--- BEGIN Dataset rows ---

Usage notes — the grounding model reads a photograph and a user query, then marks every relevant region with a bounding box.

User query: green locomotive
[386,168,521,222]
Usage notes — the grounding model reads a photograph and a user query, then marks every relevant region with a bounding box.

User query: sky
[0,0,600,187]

--- END Dataset rows ---
--- BEGIN Dataset rows ---

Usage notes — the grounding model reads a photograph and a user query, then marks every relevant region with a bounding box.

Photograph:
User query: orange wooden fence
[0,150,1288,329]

--- END Dataset rows ---
--- BEGIN Dataset rows ---

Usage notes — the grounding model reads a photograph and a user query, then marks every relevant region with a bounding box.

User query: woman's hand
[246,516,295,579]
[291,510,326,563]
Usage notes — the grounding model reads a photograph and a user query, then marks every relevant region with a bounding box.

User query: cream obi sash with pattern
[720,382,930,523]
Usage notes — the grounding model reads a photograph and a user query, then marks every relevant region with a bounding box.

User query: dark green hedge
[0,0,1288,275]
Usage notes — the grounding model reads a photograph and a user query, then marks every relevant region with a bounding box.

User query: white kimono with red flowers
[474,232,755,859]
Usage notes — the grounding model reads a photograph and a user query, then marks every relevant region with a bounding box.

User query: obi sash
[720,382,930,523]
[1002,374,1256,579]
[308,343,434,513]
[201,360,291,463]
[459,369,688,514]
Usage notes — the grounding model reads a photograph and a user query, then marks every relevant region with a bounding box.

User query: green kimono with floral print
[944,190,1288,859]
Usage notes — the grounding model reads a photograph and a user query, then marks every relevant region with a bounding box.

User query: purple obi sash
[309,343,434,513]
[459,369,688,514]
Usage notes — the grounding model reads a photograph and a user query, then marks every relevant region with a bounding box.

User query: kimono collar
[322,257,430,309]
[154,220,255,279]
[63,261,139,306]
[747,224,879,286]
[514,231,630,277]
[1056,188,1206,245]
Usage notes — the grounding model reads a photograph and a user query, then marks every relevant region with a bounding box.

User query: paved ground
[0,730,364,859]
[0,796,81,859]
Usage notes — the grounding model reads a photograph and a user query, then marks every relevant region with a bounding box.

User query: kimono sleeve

--- END Dataset rows ---

** Direction **
How many lines in the material above contain the word "green"? Give only the number.

** Correct output **
3